"One sees a modernist painting as a picture first." Thirty-five years ago now, an influential critic meant that as a compliment. These days one is more likely to hear the buzz before one sees any art at all.
This summer, with "The American Century: Art and Culture," the Whitney Museum has people talking as much as looking. As the title alone suggests, here and in Part II coming up the museum is staging a cultural event.
A colorful title, like a cover for Time magazine, meets a subtitle right out of postmodern academia. An awful lot of claims come packed in that awkward combination. Is there any room left for American art or the twentieth century? Is there room, in fact, for an insight into those big words art and culture? (You may also wish to compare this with a review of a much later survey of the permanent collection, "Full House" in 2006.)
Of course, the Whitney means every word. It has filled the museum's five floors with a century-long retrospective of American Modernism and American culture. And that just takes one up to 1950: the second half will follow in the fall. Will America still own the century at its end? Well, stay tuned.
Starting with "Genteel America," each decade comes with its label. The museum charts the rise and fall and rise again of American optimism—from "The City" and "The Jazz Age" to "Depression America," "Wartime America," and "The Emerging Avant-Garde," with more tales of anxiety, myth, and recovery along the way. Paintings come set out by themes, interrupted by old movies, book covers, consumer products, and popular song. Pillars bear miniature TVs for dance crazes, although by no means to upstage one of the film alcoves, with Fred Astaire at his most effortless. One can hardly believe he is dancing.
Women and black artists enter the pageant as never before, both in dedicated blocks and as individuals. I was truly glad to see three successive panels from The Migration Series by Jacob Lawrence. Archibald Motley turns out to have the intense life and flat colors of contemporary art. One could easily quibble with many choices, and a traditionalist might hit on these, but mostly the show sticks safely to greatest hits—and then some.
Clever pairings of photographs give the diversity special urgency. Laurie Gilpin is up there next to Ansel Adams, Lisette Model alongside Weegee. One can hardly miss America's agonizing history either with Gordon Parks and his "A Harlem Family." He photographs black children hanging onto a white doll, their hold—on the doll, on themselves—so treacherous and caring.
Photography indeed gets full rooms all over the joint, quite a retrospective of its own. At times an artist turns up in an unfamiliar medium. I had not known Ben Shahn as a photographer or Marsden Hartley as a blunt portraitist, but I will not forget them now. I have wanted ever since the Jackson Pollock retrospective to see Thomas Hart Benton as a muralist, and small mock-up dioramas do the job well.
The Whitney's show was in place before recent management changes, but I have to credit the details—and so the new regime—for the exhibition's finest hours. The movable walls lend the jazz age some dizzying spaces. They also leave several rooms more comfortingly like home than I have seen before at the Whitney. Wall labels with outrageous photo blow-ups may hector, like the impressive but endlessly didactic Web site for the show, a long way from the Web's very promise of an artist-driven community and exhibition space. Still, they do not surround each and every last work.

Collected data —
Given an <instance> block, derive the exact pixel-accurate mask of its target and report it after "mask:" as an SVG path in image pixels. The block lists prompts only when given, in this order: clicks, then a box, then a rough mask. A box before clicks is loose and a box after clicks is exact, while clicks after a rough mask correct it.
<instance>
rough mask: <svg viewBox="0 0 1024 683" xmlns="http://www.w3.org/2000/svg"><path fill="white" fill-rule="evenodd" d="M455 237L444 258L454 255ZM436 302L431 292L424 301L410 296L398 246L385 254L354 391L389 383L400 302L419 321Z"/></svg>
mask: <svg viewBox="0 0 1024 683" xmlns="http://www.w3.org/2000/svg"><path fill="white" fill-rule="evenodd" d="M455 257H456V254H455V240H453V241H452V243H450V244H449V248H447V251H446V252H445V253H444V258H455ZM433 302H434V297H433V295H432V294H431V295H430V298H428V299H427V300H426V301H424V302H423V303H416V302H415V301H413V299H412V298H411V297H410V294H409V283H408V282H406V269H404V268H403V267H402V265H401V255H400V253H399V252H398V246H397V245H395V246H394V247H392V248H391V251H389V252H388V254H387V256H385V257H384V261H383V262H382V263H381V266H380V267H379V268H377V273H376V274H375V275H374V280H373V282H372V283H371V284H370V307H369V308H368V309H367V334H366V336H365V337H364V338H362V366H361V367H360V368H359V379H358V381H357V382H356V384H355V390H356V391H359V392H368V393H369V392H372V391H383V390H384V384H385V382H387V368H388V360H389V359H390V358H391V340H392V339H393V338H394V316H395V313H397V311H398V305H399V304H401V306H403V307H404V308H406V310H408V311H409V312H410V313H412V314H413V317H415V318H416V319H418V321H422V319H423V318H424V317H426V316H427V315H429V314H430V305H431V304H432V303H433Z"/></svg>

Prompt — Swap "Time magazine" for "Life magazine" in the review, then write out the passage that begins at "A colorful title, like" and stops after "Well, stay tuned.". Work from the review alone.

Exercise solution —
A colorful title, like a cover for Life magazine, meets a subtitle right out of postmodern academia. An awful lot of claims come packed in that awkward combination. Is there any room left for American art or the twentieth century? Is there room, in fact, for an insight into those big words art and culture? (You may also wish to compare this with a review of a much later survey of the permanent collection, "Full House" in 2006.)
Of course, the Whitney means every word. It has filled the museum's five floors with a century-long retrospective of American Modernism and American culture. And that just takes one up to 1950: the second half will follow in the fall. Will America still own the century at its end? Well, stay tuned.